Формулировка задания:
Перепишите без изменений часть фрагмента текста, расположенную между словами «Когда случают лошадей, —» и «и не дается.», включая оба этих места.
___ Фрагмент текста ___
Сталин и писатели Книга четвертая — страница 98 из 182

Но дело даже не в том, где и за что уже сидели тогда многие российские интеллигенты, а в горькой правде самой этой аллегории Аристарха Доминиковича.

Кстати, горькую эту правду в то время — и даже несколько раньше — высказывал интеллигент куда более высокого разбора, чем этот эрдмановский персонаж. И тоже в форме «аллегории звериного быта домашних животных»:

► Кажется, принято шутить и слегка вольничать словом.

Итак.

Когда случают лошадей, — это очень неприлично, но без этого лошадей бы не было, — то часто кобыла нервничает, она переживает защитный рефлекс (вероятно, путаю) и не дается.

Она даже может лягнуть жеребца.

Заводский жеребец (Анатоль Куракин) не предназначен для любовных неудач.

Его путь усеян розами, и только переутомление может прекратить его романы.

Тогда берут малорослого жеребца, — душа у него может быть самая красивая, — и подпускают к кобыле. Они флиртуют друг с другом, но как только начинают сговариваться (не в прямом значении этого слова), бедного жеребца тащат за шиворот прочь, а к самке подпускают производителя.

Первого жеребца зовут пробником.

В русской литературе он обязан еще после этого сказать несколько благородных слов.

Ремесло пробника тяжелое, и говорят, что иногда оно кончается сумасшествием и самоубийством.
___ Фрагмент набора данных ___
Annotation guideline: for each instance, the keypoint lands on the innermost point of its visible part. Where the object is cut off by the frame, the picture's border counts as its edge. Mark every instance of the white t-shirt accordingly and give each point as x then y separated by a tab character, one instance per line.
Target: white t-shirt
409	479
___
Письменный ответ:
Когда случают лошадей, — это очень неприлично, но без этого лошадей бы не было, — то часто кобыла нервничает, она переживает защитный рефлекс (вероятно, путаю) и не дается.